Page excerpt:
==============================

Unit tests can be run in buildx with make unit-tests, on Ubuntu systems some tests using loop devices will fail because Ubuntu uses low-index loop devices for snaps. Most of the unit-tests can be run standalone as well, with regular go test, or using IDE integration:

go test -v ./internal/pkg/circular/

This provides much faster feedback loop, but some tests require either elevated privileges (running as root) or additional binaries available only in Talos rootfs (containerd tests). Running tests as root can be done with -exec flag to go test, but this is risky, as test code has root access and can potentially make undesired changes:

go test -exec sudo  -v ./internal/app/machined/pkg/controllers/network/...

==============================

Dataset content:

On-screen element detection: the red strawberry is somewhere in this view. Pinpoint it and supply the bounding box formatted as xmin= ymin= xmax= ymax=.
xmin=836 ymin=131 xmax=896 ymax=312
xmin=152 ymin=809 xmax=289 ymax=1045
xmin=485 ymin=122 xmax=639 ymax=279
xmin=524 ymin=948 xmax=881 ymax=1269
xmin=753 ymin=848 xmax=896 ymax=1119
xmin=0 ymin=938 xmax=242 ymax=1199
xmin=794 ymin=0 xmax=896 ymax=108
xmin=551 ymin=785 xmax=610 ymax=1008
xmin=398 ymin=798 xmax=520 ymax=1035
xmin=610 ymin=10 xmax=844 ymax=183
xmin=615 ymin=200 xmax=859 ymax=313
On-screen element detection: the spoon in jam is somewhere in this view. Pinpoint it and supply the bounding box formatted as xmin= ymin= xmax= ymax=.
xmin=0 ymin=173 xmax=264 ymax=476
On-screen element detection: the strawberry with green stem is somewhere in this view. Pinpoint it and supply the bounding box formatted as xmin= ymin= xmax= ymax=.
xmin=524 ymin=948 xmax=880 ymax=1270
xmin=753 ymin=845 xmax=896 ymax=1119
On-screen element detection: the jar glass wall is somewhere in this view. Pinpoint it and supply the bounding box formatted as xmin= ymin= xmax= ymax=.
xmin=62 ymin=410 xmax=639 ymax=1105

==============================

Directions for this task:
Pull out the unit-testing excerpt in full, word for word, without any changes. The records have no connection to the unit-testing excerpt.

Full answer:
Unit tests can be run in buildx with make unit-tests, on Ubuntu systems some tests using loop devices will fail because Ubuntu uses low-index loop devices for snaps. Most of the unit-tests can be run standalone as well, with regular go test, or using IDE integration:

go test -v ./internal/pkg/circular/

This provides much faster feedback loop, but some tests require either elevated privileges (running as root) or additional binaries available only in Talos rootfs (containerd tests). Running tests as root can be done with -exec flag to go test, but this is risky, as test code has root access and can potentially make undesired changes:

go test -exec sudo  -v ./internal/app/machined/pkg/controllers/network/...